● TRECHO SELECIONADO:
════════════════

O papa não é ingênuo e deixou bem clara a sua posição sobre a guerra no Iêmen. De fato, pouco antes de deixar o Vaticano para voar para os Emirados, ele implorou na oração do Ângelus na Praça de São Pedro pôr um fim àquela guerra, plenamente ciente do envolvimento dos Emirados Árabes Unidos. Francisco sempre esteve disposto a conversar com alguém disposto a conversar, incluindo líderes políticos com mãos sujas. Faz parte de seu engajamento global, de Raúl Castro em Cuba a Aung San Suu Kyi em Mianmar.
Mas é claro que o principal significado da viagem era religioso. Ela marcou um novo estágio nas relações da Igreja com o Islã. As viagens de Francisco ao Marrocos e aos Emirados Árabes Unidos – aproximadamente as extremidades geográficas do mundo muçulmano de fala árabe – ocorreram durante o aniversário de 800 anos do encontro entre São Francisco e o Sultão. Essas visitas fazem parte de um esforço contínuo para melhorar as relações inter-religiosas que começaram com o Vaticano II.
Como Francisco assinalou durante uma coletiva de imprensa em voo, o Documento sobre a Fraternidade Humana que ele e Ahmed el-Tayeb assinaram está perfeitamente de acordo com o ensinamento conciliar: “Do ponto de vista católico, o documento não se afastou um milímetro de Vaticano II, que também é citado algumas vezes. O documento foi feito no espírito do Vaticano II”.
Se há uma diferença entre o Papa Francisco e seus antecessores sobre essa questão, é sua ênfase na fraternidade: mas isso também pode ser rastreado até o Vaticano II. Embora a palavra “diálogo” represente algo como um instrumento de relações inter-religiosas, toda a intuição do Vaticano II, desde o momento em que João XXIII o anunciou em 1959 até a declaração Nostra aetate, que foi aprovada nas últimas semanas do Concílio em 1965, teve a ver com a fraternidade da única família humana.
Em um sentido técnico, o Papa Francisco nunca se envolveu em discussões teológicas que promovessem o diálogo inter-religioso, no qual houve poucos avanços nos últimos anos. Em vez disso, ele se concentrou em ressaltar os valores que os membros de outras comunidades religiosas compartilham com os cristãos.

════════════════

● EXERCÍCIOS:
1. Cite o trecho selecionado de "Se há uma diferença" até "com os cristãos.".
2. Liste todas as pessoas mencionadas pelo nome no trecho selecionado.

● BLOCO DE DADOS:
════════════════

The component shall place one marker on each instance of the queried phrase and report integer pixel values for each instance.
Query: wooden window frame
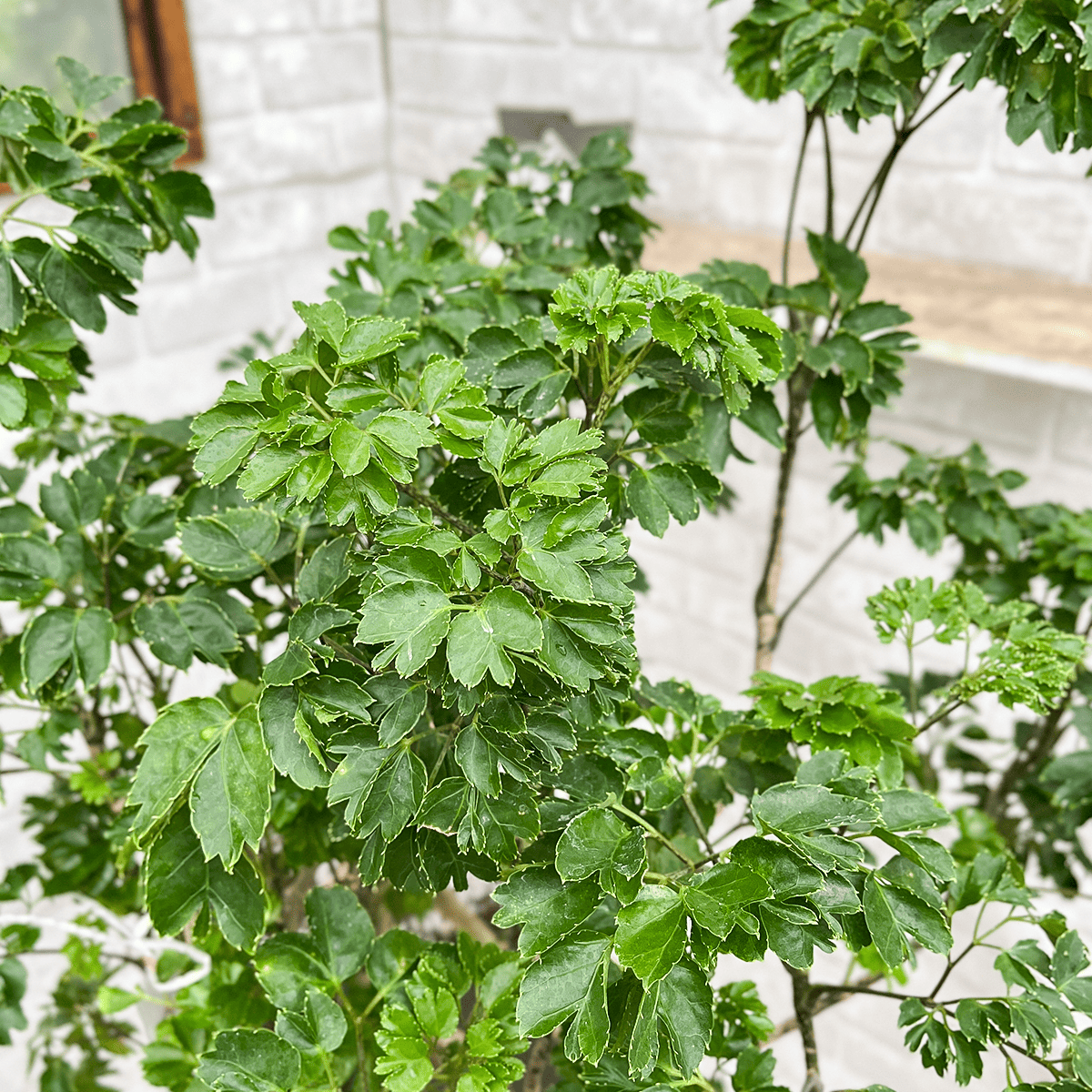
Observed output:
(163, 66)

════════════════

● SOLUÇÕES COMPLETAS:
1.
Se há uma diferença entre o Papa Francisco e seus antecessores sobre essa questão, é sua ênfase na fraternidade: mas isso também pode ser rastreado até o Vaticano II. Embora a palavra “diálogo” represente algo como um instrumento de relações inter-religiosas, toda a intuição do Vaticano II, desde o momento em que João XXIII o anunciou em 1959 até a declaração Nostra aetate, que foi aprovada nas últimas semanas do Concílio em 1965, teve a ver com a fraternidade da única família humana.
Em um sentido técnico, o Papa Francisco nunca se envolveu em discussões teológicas que promovessem o diálogo inter-religioso, no qual houve poucos avanços nos últimos anos. Em vez disso, ele se concentrou em ressaltar os valores que os membros de outras comunidades religiosas compartilham com os cristãos.

2.
- Papa Francisco
- Raúl Castro
- Aung San Suu Kyi
- São Francisco
- Ahmed el-Tayeb
- João XXIII